[Consigne]
Dans l'extrait de page, relevez tous les légumes nommés comme faisant partie de la famille des solanacées.

[Extrait de page]

Ce pathogène, très agressif, est responsable des pourritures du collet et des fruits chez les cucurbitacées et les solanacées, une famille de légumes regroupant la pomme de terre, la tomate, l’aubergine et le piment.
L’été a cependant débuté avec l’apparition très précoce de mildiou, un champignon transporté par les spores. Alors qu’il est présent habituellement à la fin juillet, il est arrivé un mois plus tôt, transporté par les cultures de la côte est américaine. « Il est arrivé excessivement tôt. Il est très agressif et pour le contrôler, il faut arroser mais comme le produit est lessivé à chaque pluie, il faut recommencer, ce qui fait que les producteurs ont passé leur été à arroser », raconte Isabelle Couture. Elle explique que le mildiou cause la mort du feuillage, ce qui stoppe la photosynthèse et nuit aux rendements. Le temps sec à la fin août a aidé à faire en sorte que les traitements fonctionnent.
Prévention du phytophthora
L’autre cause des problèmes de cet été, et sans doute pour les années à venir, est le champignon phytophthora qui lui habite le sol. Il se manifeste dans des conditions chaudes et lorsque le sol est saturé d’eau, ce qui a été le cas cette année alors que le sol était souvent humide pendant 24 à 48 heures de suite. Il affecte les fruits quand ils sont en contact avec le sol. « Quand il est présent dans le sol, il s’étend avec les conditions propices. (…) Il peut rester dans le sol presque indéfiniment », explique Isabelle Couture. Détecté au Québec en 2007, il ne cesse depuis de s’étendre dans la province.
Dans le dernier avis sur les cucurbitacées écrit le 16 septembre, on indique que « la liste des plantes pouvant être infectées par Phytophthora capsici ne cesse de s’allonger. Depuis la découverte de sa première victime, le poivron, il s’est rajouté plus d’une cinquantaine de cultures sensibles , dont 17 sont particulièrement ciblées ».
Le caractère très agressif du pathogène amène l’agronome à faire de nombreuses recommandations préventives pour l’an prochain, dans le cas des entreprises qui auraient eu des problèmes avec phytophthora. Parmi la douzaine de conseils, il est mentionné d’éviter pour trois ans les champs ayant eu des plantes hôtes. On recommande aussi de « ne pas irriguer d’un étang qui reçoit l’eau de surface ou de drainage d’un champ infecté » puisque l’eau pourrait contenir des spores du pathogène et transmettre la maladie à tous les plants irrigués.

[/Extrait de page]
[Données à examiner]

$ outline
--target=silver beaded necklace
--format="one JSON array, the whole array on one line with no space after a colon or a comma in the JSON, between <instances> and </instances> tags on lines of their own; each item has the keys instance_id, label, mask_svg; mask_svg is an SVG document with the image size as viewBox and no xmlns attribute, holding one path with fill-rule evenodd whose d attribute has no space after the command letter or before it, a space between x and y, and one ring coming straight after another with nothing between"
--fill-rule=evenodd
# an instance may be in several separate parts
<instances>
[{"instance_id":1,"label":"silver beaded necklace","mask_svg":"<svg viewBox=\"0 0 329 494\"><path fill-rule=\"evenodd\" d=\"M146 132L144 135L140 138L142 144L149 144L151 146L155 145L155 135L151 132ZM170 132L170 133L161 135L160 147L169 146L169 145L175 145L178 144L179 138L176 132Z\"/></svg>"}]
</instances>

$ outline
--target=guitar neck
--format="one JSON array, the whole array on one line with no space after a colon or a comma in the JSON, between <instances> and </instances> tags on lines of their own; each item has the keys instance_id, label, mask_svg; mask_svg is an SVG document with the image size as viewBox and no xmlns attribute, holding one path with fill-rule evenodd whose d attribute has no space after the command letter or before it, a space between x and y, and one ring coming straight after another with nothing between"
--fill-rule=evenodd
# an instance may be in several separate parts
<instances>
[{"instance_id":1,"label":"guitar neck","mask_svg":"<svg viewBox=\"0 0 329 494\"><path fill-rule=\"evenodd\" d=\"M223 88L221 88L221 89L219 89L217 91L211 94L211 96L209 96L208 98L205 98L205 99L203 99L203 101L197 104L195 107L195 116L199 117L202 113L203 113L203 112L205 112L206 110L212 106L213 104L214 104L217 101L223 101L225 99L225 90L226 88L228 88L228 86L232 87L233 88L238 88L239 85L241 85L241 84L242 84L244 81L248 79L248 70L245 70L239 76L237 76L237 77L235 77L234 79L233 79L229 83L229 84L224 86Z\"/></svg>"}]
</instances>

[/Données à examiner]

[Votre réponse]
La pomme de terre, la tomate, l'aubergine et le piment.